»»
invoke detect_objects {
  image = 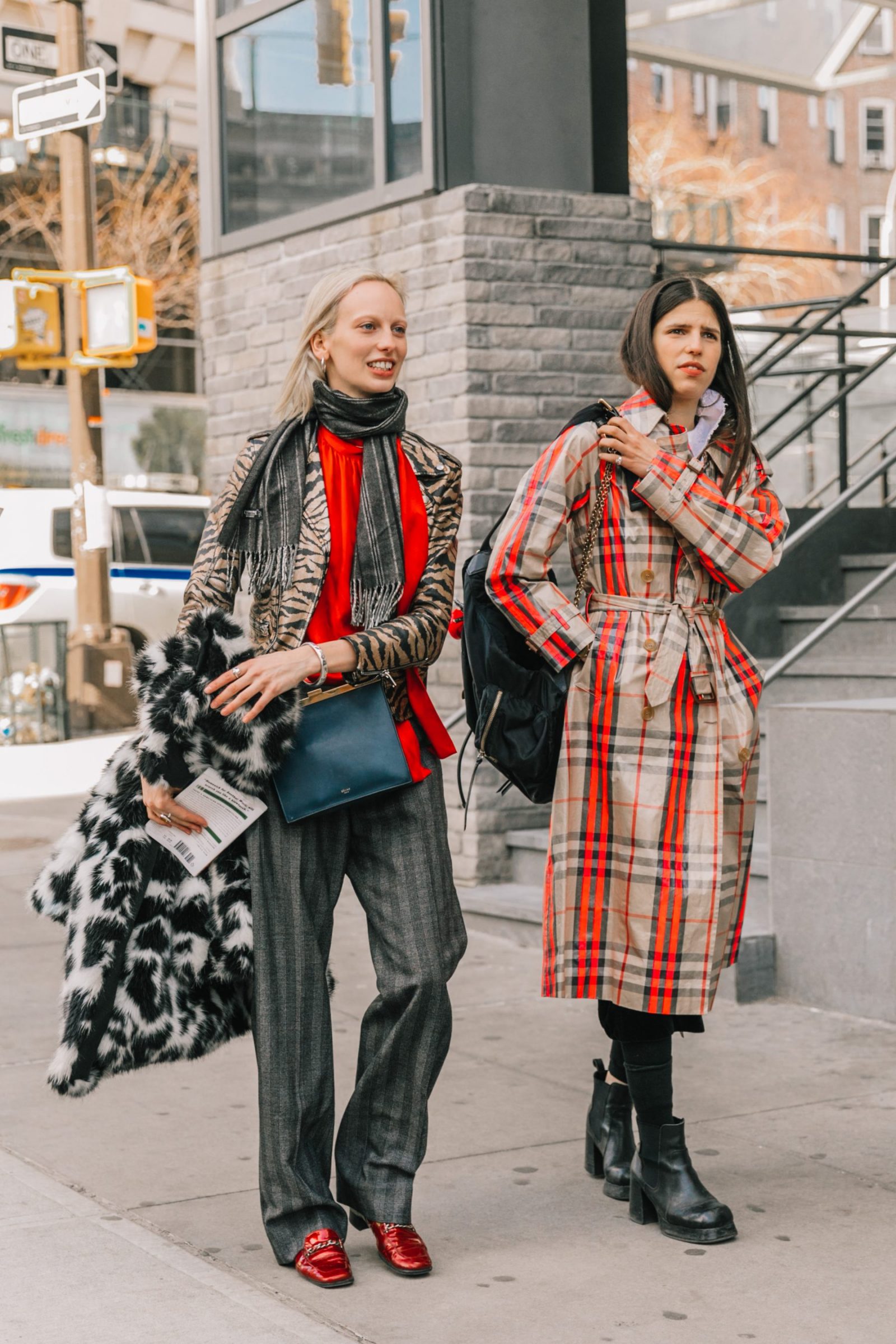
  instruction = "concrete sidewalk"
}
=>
««
»»
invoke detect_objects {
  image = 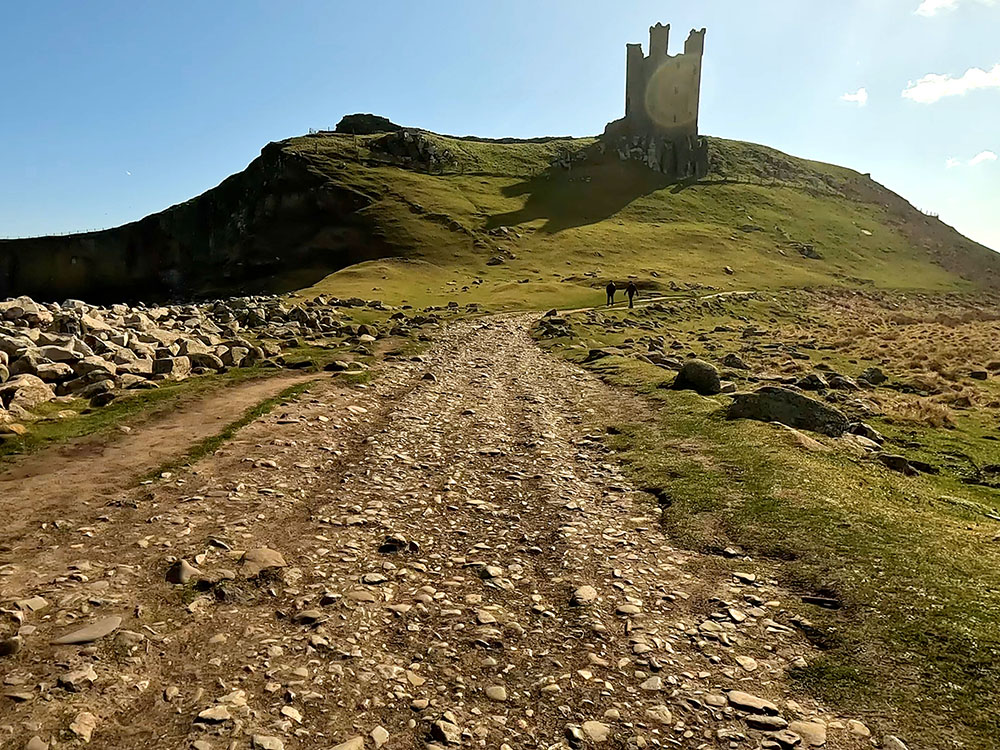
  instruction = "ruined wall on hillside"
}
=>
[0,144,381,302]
««
»»
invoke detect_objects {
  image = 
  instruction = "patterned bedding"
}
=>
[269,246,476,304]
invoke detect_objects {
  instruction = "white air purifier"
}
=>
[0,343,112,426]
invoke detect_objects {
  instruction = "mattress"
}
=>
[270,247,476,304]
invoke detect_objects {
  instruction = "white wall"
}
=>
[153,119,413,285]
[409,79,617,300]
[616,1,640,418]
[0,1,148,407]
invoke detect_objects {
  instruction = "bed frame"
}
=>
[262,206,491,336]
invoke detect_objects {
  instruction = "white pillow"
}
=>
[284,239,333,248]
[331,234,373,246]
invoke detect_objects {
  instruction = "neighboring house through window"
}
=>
««
JOB = Report how many lines of the records above contain the word "wall", giving only the number.

RESULT FOR THIS EXERCISE = 2